## Set exercise
Reproduce every line of the records, beginning at the line that has "I'd be grateful if you could outline the red fabric" and stopping after the line that has "left=369, top=356, right=397, bottom=400", with each coordinate in the answers shifted up by 130. Leave all other lines and numbers unchanged.

## Material for this task
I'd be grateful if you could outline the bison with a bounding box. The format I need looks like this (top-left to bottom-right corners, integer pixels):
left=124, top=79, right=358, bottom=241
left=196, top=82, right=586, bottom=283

--

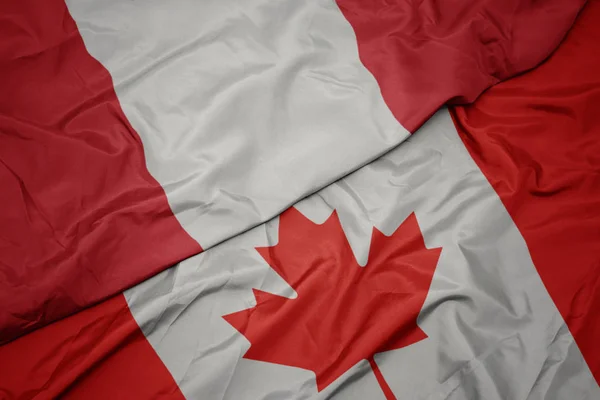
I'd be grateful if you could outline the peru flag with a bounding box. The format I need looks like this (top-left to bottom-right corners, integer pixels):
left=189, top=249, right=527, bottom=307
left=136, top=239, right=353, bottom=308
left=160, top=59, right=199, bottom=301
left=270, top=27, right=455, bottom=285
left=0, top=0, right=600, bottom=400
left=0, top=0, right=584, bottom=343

* * *

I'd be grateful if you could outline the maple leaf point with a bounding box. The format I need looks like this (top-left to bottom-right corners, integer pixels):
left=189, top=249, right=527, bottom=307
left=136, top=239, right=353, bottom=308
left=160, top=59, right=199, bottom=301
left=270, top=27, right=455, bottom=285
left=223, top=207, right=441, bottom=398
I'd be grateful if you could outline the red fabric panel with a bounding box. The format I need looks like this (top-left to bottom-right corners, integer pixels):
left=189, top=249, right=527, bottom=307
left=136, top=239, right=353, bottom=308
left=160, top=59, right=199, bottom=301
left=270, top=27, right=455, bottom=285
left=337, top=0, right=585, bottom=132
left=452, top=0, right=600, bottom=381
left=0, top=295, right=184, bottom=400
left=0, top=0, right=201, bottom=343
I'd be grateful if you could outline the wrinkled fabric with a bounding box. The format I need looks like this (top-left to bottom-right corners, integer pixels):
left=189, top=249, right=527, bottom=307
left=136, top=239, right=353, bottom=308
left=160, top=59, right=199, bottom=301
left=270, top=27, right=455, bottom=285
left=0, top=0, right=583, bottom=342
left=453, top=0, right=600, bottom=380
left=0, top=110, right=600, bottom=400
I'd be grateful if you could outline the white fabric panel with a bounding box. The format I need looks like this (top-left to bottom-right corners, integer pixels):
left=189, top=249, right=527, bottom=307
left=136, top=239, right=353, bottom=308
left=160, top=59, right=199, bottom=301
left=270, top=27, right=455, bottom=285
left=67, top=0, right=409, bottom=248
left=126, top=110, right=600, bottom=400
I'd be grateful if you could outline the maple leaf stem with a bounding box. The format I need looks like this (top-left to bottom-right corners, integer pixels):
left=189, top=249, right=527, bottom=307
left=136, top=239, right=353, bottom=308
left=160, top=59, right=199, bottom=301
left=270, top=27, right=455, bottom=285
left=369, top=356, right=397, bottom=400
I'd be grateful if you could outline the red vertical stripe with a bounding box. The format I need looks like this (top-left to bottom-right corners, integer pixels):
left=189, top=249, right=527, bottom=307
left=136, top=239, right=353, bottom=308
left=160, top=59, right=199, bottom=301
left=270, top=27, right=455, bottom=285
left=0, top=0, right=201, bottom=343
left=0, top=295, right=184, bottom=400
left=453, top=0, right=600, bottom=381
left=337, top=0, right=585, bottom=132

## Exercise answer
I'd be grateful if you could outline the red fabric panel with a bounding box. The format I need looks like this (top-left to bottom-right corners, integer pixels):
left=189, top=249, right=527, bottom=307
left=136, top=239, right=353, bottom=308
left=160, top=59, right=199, bottom=301
left=270, top=27, right=455, bottom=285
left=467, top=130, right=715, bottom=262
left=582, top=130, right=730, bottom=511
left=130, top=425, right=314, bottom=530
left=130, top=130, right=331, bottom=473
I'd be grateful if you could outline the wrinkled fabric with a bounding box. The format I need looks like this (top-left to bottom-right corners, integer pixels):
left=189, top=249, right=527, bottom=307
left=136, top=239, right=353, bottom=308
left=160, top=59, right=199, bottom=301
left=270, top=27, right=455, bottom=285
left=130, top=130, right=713, bottom=472
left=583, top=130, right=730, bottom=510
left=130, top=240, right=730, bottom=530
I'd be grateful if you could outline the white fabric panel with a bounding box. The format I need looks like this (top-left to bottom-right corners, integer pixels):
left=189, top=249, right=527, bottom=307
left=136, top=239, right=353, bottom=308
left=160, top=59, right=199, bottom=301
left=270, top=27, right=455, bottom=285
left=197, top=130, right=539, bottom=378
left=256, top=240, right=730, bottom=530
I'd be grateful if you could outline the maple leaf stem with a bounding box. The format I need looks like this (top-left to bottom-right corners, integer pixels):
left=189, top=249, right=527, bottom=307
left=136, top=239, right=353, bottom=308
left=160, top=59, right=199, bottom=301
left=270, top=27, right=455, bottom=285
left=499, top=486, right=527, bottom=530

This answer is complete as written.